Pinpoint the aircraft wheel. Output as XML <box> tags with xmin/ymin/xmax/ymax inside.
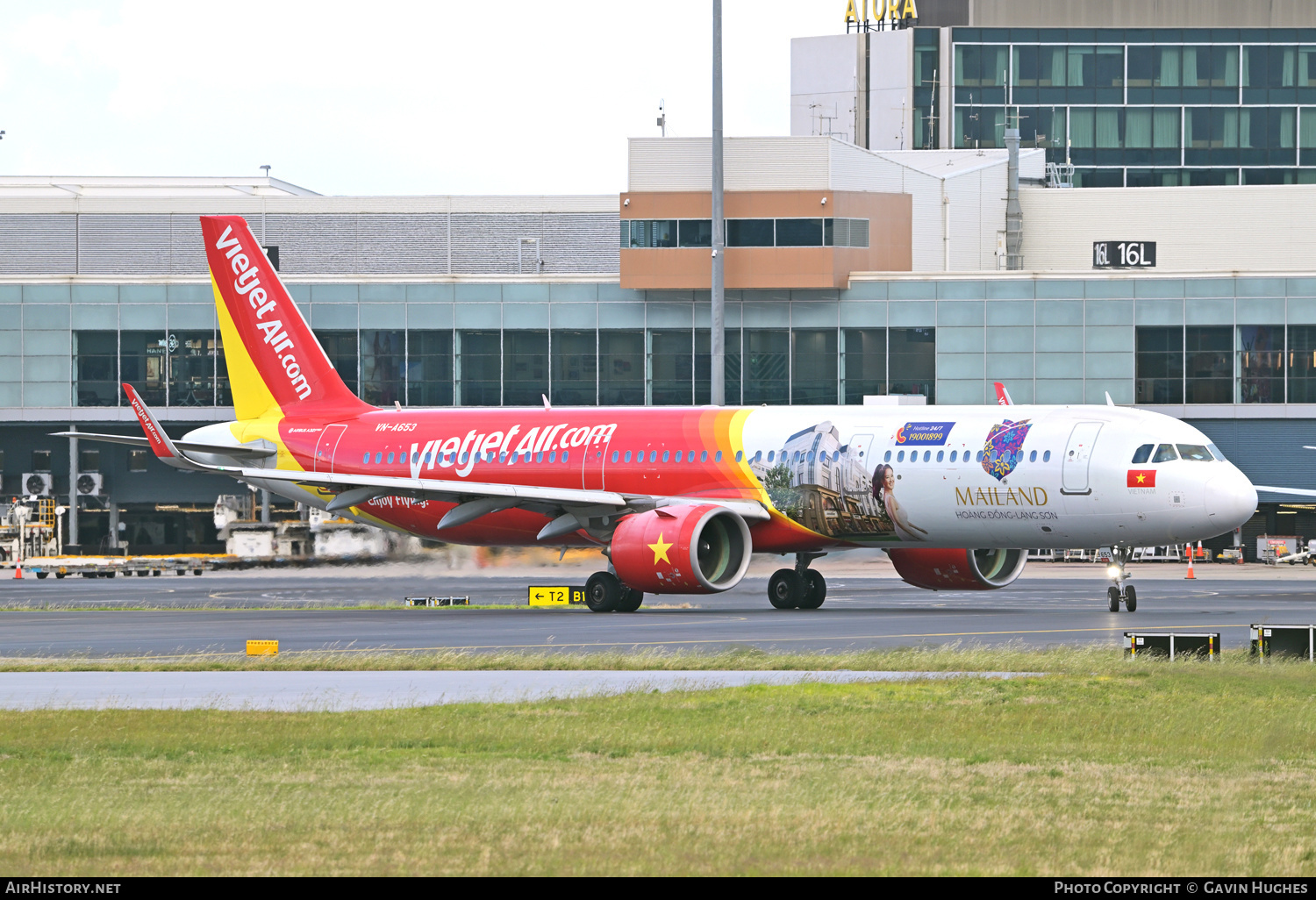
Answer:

• • •

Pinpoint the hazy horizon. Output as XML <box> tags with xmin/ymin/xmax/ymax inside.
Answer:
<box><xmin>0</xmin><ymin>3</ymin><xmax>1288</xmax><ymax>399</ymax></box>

• • •

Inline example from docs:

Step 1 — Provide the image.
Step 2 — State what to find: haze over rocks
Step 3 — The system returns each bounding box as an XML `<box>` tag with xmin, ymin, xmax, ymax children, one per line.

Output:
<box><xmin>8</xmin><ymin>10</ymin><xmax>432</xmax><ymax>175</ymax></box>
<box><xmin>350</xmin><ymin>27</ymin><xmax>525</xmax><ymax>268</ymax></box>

• • •

● **YOUR TASK**
Pull out every line in the records above that contains the word "Pinpoint" and copy each one. Case matters.

● **ANSWER**
Pinpoint the aircraft wheel. Output as XML <box> tags with xmin/ymin/xmax/ymax inside.
Pinpoint the hazy horizon. Output as XML <box> tags with xmin/ymin/xmax/ymax inside.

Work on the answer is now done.